**Tasks to perform:**
1 – How would you say this sentence from the report on the COB general strike in Spanish: "Bosses would also be forced to contribute to workers’ pension funds."
2 – Can you repeat the report on the COB general strike between "By May 11, everyone" and "walk to La Paz.", inclusive?
3 – Could you go on with the report on the COB general strike from the point where it ends?

**Text shown:**
+++
The CSUTCB is the largest COB affiliate, representing 1.5 million peasants. It is a key part of Morales’ Movement Towards Socialism (MAS) party.

By May 11, everyone agreed the “indefinite general strike” was a flop. La Razon’s website that day read: “Scarce support for general strike.” Union leaders representing teachers, health workers and factory workers did not strike, but were negotiating with the government, La Razon said.

In an article headlined “The government’s offers weaken COB protests”, Bolpress said union divisions “weakened to the point of converting to almost null the general strike”. Instead, La Prensa said, 300 workers, mainly miners, gathered in Caracollo to begin a 200-kilometre walk to La Paz.

The night before, the COB and the government reached a tentative agreement to lower the retirement age from 65 to 58 (51 for miners). Bosses would also be forced to contribute to workers’ pension funds. The COB, affiliated unions and government officials began to discuss the new proposals. Bolpress said that, although the COB agreed to the new proposals, some teachers, health workers and factory workers rejected it. La Razon said after futher discussions, the health workers’ union also agreed to the government proposals and called off future actions.
+++
Saved entries:
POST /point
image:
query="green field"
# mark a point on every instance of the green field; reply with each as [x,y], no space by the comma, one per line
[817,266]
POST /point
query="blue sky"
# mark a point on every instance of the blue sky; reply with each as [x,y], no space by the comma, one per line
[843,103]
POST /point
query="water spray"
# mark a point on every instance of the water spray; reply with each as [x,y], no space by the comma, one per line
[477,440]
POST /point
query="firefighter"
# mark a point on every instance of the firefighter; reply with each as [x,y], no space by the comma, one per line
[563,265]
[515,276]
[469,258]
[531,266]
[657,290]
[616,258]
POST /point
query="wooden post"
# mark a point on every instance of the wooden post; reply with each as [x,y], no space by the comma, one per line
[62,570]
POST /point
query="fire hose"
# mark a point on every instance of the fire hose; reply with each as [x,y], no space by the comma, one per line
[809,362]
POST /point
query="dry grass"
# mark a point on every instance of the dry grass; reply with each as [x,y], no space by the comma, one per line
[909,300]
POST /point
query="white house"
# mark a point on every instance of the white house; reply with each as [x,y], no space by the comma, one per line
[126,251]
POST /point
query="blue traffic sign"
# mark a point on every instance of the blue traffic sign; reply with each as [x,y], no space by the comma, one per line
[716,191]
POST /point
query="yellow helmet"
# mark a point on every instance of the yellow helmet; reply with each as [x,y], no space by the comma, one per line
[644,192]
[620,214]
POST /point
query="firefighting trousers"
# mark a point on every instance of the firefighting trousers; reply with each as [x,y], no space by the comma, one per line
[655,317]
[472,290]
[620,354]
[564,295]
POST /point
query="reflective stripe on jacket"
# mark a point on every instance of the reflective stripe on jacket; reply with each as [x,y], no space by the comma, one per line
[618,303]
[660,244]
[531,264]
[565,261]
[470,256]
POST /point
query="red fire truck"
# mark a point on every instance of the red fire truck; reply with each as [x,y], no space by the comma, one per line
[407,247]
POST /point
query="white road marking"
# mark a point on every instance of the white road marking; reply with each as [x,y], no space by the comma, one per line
+++
**Results for each task:**
1 – Los patrones también estarían obligados a contribuir a los fondos de pensiones de los trabajadores.

2 –
By May 11, everyone agreed the “indefinite general strike” was a flop. La Razon’s website that day read: “Scarce support for general strike.” Union leaders representing teachers, health workers and factory workers did not strike, but were negotiating with the government, La Razon said.

In an article headlined “The government’s offers weaken COB protests”, Bolpress said union divisions “weakened to the point of converting to almost null the general strike”. Instead, La Prensa said, 300 workers, mainly miners, gathered in Caracollo to begin a 200-kilometre walk to La Paz.

3 –
ABI reported on May 13 that Guido Midma, the executive secretary of the miners’ federation who was approvingly quoted in Lopez’s article, said: “The miners’ federation will not allow others to attack [the COB]. On the contrary, we call on these sectors to reflect because they are automatically marginalising themselves.”

A small contingent of mainly teachers continued the march to La Paz. Factory workers and teachers pledged to once again “radicalise” their protests on May 18. They also continued to call for Montes’ removal and the sacking of several government ministers.

By May 17, La Prensa said the La Paz factory workers’ union had decided to postpone their actions. Union leader Wilson Mamani said the decision was taken at the request of other factory workers around the country.

On May 18, media reports said between 3000 and 15,000 teachers arrived in La Paz, culminating the march from Caracollo. The National Confederation of Urban Teachers, however, was no longer supporting the march, although it continued to oppose the government’s position. Teachers’ union leader Federico Pinaya told La Razon some sectors of the union were trying to use the protests in the lead up to internal union elections. Rural teachers unions pulled out of the protests and returned to the negotiating table.

By May 21, the only sector still protesting was a militantly anti-Morales section of the urban teachers' union, who were demanding their wages be brought to the level of rural teachers. But even the leaders of the teachers’ union have since come to an agreement with the government, subject to approval from the membership.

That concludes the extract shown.